— START —

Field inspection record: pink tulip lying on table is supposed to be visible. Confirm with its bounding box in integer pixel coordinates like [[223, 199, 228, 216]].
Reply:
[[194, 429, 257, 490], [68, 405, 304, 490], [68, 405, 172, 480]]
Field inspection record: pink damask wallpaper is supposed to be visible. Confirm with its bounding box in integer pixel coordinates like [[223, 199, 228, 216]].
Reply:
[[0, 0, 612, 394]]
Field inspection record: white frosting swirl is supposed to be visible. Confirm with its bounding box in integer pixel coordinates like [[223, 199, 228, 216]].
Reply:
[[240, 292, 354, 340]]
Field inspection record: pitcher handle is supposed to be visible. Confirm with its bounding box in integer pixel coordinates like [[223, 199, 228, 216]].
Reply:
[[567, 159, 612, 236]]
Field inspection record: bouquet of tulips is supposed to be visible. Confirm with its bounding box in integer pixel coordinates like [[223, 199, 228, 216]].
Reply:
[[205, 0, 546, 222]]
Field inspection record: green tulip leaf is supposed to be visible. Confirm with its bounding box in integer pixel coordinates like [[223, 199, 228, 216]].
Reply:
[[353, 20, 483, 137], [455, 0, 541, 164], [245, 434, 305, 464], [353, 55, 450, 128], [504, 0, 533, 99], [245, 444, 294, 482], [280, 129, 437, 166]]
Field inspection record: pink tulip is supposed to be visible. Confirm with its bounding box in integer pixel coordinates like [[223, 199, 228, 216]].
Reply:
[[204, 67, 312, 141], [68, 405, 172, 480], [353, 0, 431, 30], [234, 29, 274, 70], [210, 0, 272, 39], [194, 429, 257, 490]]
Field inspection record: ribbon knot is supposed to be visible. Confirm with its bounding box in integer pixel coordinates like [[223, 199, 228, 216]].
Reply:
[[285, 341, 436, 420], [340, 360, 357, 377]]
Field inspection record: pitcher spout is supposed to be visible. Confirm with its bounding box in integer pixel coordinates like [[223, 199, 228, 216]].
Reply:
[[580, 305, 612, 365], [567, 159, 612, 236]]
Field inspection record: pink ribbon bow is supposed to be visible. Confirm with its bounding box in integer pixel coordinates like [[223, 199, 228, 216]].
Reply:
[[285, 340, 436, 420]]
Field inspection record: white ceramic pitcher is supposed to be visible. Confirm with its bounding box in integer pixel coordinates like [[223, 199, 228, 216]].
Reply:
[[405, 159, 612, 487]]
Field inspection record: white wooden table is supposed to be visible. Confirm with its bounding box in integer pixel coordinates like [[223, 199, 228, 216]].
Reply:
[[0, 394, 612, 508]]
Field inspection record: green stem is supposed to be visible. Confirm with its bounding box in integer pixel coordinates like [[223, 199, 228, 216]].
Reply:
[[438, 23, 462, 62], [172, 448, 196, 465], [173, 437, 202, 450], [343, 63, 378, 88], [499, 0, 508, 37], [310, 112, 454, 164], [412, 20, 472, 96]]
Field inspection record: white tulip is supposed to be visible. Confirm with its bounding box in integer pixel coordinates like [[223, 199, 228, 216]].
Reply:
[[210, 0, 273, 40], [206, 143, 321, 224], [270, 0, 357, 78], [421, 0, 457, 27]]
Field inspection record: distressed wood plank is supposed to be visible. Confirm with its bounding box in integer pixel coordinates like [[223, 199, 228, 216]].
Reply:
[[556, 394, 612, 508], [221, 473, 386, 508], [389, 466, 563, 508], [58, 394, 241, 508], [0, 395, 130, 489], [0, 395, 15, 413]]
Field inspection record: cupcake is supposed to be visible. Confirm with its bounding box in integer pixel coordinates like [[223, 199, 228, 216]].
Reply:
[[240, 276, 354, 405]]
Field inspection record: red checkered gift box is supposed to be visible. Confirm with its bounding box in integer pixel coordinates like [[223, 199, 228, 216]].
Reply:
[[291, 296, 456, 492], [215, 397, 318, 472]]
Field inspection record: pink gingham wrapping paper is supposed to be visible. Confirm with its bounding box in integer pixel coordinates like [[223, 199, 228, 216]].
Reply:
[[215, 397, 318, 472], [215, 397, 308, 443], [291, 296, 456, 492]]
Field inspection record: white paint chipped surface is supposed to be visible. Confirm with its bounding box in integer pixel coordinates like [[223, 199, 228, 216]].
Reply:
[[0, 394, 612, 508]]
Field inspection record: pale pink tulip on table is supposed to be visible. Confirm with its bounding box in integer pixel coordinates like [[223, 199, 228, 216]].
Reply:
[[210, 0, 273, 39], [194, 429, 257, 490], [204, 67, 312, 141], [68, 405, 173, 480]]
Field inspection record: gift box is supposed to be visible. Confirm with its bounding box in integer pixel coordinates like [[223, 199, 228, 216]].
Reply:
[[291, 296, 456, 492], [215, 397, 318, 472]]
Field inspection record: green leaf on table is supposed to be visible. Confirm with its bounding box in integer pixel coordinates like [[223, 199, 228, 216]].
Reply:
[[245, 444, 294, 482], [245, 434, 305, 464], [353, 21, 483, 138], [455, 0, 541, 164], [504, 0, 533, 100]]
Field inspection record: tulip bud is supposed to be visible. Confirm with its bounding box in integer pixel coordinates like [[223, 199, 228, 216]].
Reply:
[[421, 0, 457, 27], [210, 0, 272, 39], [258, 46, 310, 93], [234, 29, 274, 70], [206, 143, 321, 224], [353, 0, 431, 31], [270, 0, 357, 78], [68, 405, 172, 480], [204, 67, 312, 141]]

— END —

Copy out all of the entries above word for word, from the first to the last, without changing anything.

Field inspection record: pink tulip lying on table is supposed to be visible. Confirm with its bounding box in integer pixel coordinates like [[223, 199, 228, 216]].
Reply:
[[194, 429, 257, 490], [68, 405, 304, 490], [68, 405, 172, 480]]
Field inspection record: pink damask wallpaper is supposed to be visible. Confirm with its bounding box in integer pixel coordinates like [[223, 199, 228, 216]].
Reply:
[[0, 0, 612, 394]]
Field inspection record: white frosting swirl is supposed to be visible. Confirm with its bounding box in integer pixel coordinates like [[223, 199, 228, 216]].
Reply:
[[240, 292, 354, 340]]
Field inspection record: pitcher handle is supposed to be visible. Confirm with its bounding box in integer pixel coordinates like [[223, 199, 228, 216]].
Reply:
[[567, 159, 612, 236]]
Field inspection record: bouquet of tulips is supposed to be visible. Confirm with its bounding box in integer pixel coordinates like [[223, 199, 228, 216]].
Reply:
[[205, 0, 546, 222]]
Field inspection record: green tulip leaf is supposed to be visible. Confirm with its bounding box in integer pixel coordinates like [[223, 199, 228, 216]].
Reply:
[[353, 20, 483, 137], [455, 0, 541, 164], [245, 434, 305, 464], [353, 55, 450, 128], [504, 0, 533, 99], [245, 444, 294, 482], [280, 129, 437, 166]]
Field inspection record: pink tulip is supposed to be visible. Confirm with its bounding box in integer pixel coordinates like [[223, 199, 228, 216]].
Reply:
[[204, 67, 312, 141], [68, 405, 172, 480], [353, 0, 431, 30], [234, 29, 274, 70], [210, 0, 272, 39], [194, 429, 257, 490]]
Field inspection record: ribbon knot is supposed to be visible. Confirm with its bounding box in integer pixel coordinates like [[223, 199, 228, 216]].
Reply:
[[285, 341, 436, 420], [340, 360, 357, 377]]
Field inspection record: pitcher spout is supposed to be visible. Confirm with its bounding box in integer pixel coordinates like [[223, 199, 228, 216]].
Reply:
[[580, 305, 612, 365], [567, 159, 612, 236]]
Field inspection record: pink ribbon bow is supposed to be visible. Confirm with its bounding box in integer pixel coordinates like [[223, 199, 228, 216]].
Reply:
[[285, 340, 436, 420]]
Field inspection record: white ceramic pitcher is supposed to be visible. Confirm with its bounding box in integer pixel coordinates like [[223, 199, 228, 216]].
Reply:
[[405, 159, 612, 487]]
Field inspection record: white wooden table is supposed to be visible. Confirm with its bounding box in integer pixel coordinates like [[223, 199, 228, 216]].
Reply:
[[0, 394, 612, 508]]
Field inspection record: green stem is supposed to be visible. Confirm with its bounding box in integer pixel coordinates like [[223, 199, 228, 216]].
Reply:
[[438, 23, 462, 62], [172, 448, 196, 465], [173, 437, 202, 450], [343, 63, 378, 88], [499, 0, 508, 37], [310, 112, 454, 164], [412, 20, 472, 96]]
Field inspection record: white tulip is supposed to be visible. Confirm with its bounding box in integer pixel coordinates like [[223, 199, 228, 216]].
Reply:
[[210, 0, 273, 40], [206, 143, 321, 224], [270, 0, 357, 78], [421, 0, 457, 27]]
Field inspection record: distressed wood plank is supposed to be visible. Confirm with its bounding box in integer pixel coordinates like [[223, 199, 228, 216]].
Reply:
[[556, 394, 612, 508], [221, 473, 386, 508], [389, 466, 563, 508], [58, 394, 241, 508], [0, 395, 130, 489], [0, 395, 15, 413]]
Field inspection record: cupcake is supposed to be visible. Confirm with its bounding box in integer pixel coordinates like [[223, 199, 228, 216]].
Reply:
[[240, 276, 354, 405]]
Field inspection record: red checkered gift box is supposed to be visible. Confirm with its bounding box in integer pixel coordinates like [[223, 199, 228, 216]].
Reply:
[[291, 296, 456, 492], [215, 397, 318, 472]]
Field inspection record: pink gingham wrapping paper is supposed to be visible. Confirm with its bounding box in integer pixel coordinates like [[223, 199, 228, 216]].
Reply:
[[215, 397, 318, 472], [215, 397, 308, 443], [291, 296, 456, 492]]
Field inspection record: white paint chipped surface is supposed to be visible. Confirm with its bounding box in integer pixel coordinates like [[223, 199, 228, 216]].
Reply:
[[0, 394, 612, 508]]
Field inspection record: pale pink tulip on table is supposed to be visible. Confirm with its bounding box in integer pixel coordinates like [[223, 199, 228, 216]].
Reply:
[[210, 0, 273, 39], [194, 429, 257, 490], [204, 67, 312, 141], [68, 405, 173, 480]]
Field inspection record: gift box is supposed to be visible. Confirm with its bounding box in integer pixel coordinates like [[223, 199, 228, 216]].
Reply:
[[291, 296, 456, 492], [215, 397, 318, 472]]
Field inspection record: green leaf on table is supposed to be visible. Confirm with its bounding box in integer pixel coordinates like [[223, 199, 228, 216]].
Reply:
[[245, 444, 294, 482], [245, 434, 305, 464], [353, 21, 483, 138], [455, 0, 541, 164], [504, 0, 533, 100]]
Field inspection record: tulip bud is supposed to be visible. Confirm with its bounding box in integer pixel coordinates like [[223, 199, 228, 216]].
Reply:
[[421, 0, 457, 27], [210, 0, 272, 39], [258, 46, 310, 93], [234, 29, 274, 70], [206, 143, 321, 224], [353, 0, 431, 31], [270, 0, 357, 78], [68, 405, 172, 480], [204, 67, 312, 141]]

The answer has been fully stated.